### SOURCE PASSAGE
Women in tech should be having a moment. After all, a 2020 McKinsey study showed that companies that prioritise gender diversity and ethnic diversity financially outperform those that don’t by a notable margin.
But despite the financial and cultural benefits of diversity, the tech industry is still dominated by men. Daphne De Backer, Senior Manager Solution Engineering at Salesforce, finds this gender gap worrying.
“It’s essential that it’s not just men who are shaping our future,” Daphne says. “Technology today drives innovation extremely fast. It’s not only desirable but essential, that these innovations are not just driven by men.”
“Women should be at the forefront when it comes to deciding which areas of research to expand and how technology is to be used.”
The future may be about tech, but it’s also about health, education, and family. It’s concerning, then, that only 19% of tech workers are women. In fact, Milan-based Daphne is the only female Solution Engineer in Southern Europe.
It’s clear that we need more women in tech. But can women without a traditional tech background find a place in a world that’s seen as male-dominated?
The term ‘Solution Engineer’ may sound complex, but it’s not as scary as you might think. As Daphne puts it, solution engineers “work alongside Account Executives to discover customers’ business challenges. They create unique, rich solution prototypes to present back to their decision makers, illustrating value and benefits via an engaging story.”
Solution Engineer is a role that depends as much on creativity and problem-solving as on tech skills. When hiring SEs, Salesforce looks for a balance of perspectives and skill sets, not just technical expertise.
“There is often a misunderstanding that technical ability is essential. It’s valuable. But strong business acumen, creativity, storytelling, and listening skills are just as important.”
Salesforce’s commitment to look beyond tech backgrounds allows it to focus on underlying ‘soft’ skills. It also trains suitable candidates where needed. This is becoming the norm, as companies realise the value of non-traditional skills in tech-focused roles.
Women who can lead, communicate, and tell stories that resonate shouldn’t assume they don’t have the ‘right’ background for Solution Engineering roles. In fact, they should look at the chance to learn new tech skills as being another arrow in an ever-growing quiver.

### SUPPLIED INFORMATION

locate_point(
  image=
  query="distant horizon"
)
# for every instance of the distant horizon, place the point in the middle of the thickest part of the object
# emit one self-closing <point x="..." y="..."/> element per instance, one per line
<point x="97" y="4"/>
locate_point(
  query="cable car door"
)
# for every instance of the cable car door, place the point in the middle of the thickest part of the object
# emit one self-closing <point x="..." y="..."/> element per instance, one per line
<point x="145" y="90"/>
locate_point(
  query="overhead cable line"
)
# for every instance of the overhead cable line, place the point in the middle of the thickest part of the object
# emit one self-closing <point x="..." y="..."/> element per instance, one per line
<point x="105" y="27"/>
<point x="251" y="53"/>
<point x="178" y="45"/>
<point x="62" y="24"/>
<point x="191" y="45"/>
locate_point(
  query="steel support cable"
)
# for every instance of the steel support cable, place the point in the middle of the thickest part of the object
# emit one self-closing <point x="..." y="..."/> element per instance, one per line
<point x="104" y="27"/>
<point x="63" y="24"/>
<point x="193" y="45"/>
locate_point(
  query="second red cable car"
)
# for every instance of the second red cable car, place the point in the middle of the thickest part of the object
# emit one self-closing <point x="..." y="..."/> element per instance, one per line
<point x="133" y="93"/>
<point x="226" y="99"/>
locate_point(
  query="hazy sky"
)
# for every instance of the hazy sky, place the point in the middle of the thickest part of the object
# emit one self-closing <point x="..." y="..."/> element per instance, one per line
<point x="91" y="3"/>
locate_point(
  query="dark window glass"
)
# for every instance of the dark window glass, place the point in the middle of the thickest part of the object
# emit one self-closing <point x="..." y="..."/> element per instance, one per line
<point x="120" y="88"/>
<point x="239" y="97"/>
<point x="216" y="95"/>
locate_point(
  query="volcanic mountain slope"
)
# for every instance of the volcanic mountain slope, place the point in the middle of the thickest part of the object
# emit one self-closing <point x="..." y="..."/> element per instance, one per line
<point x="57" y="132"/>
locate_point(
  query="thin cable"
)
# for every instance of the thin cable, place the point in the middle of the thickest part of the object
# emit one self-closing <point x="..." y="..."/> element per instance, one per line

### WHAT TO DO
According to the article on women in tech, what share of tech workers are women?

### ANSWER TO THIS TASK
Only 19% of tech workers are women.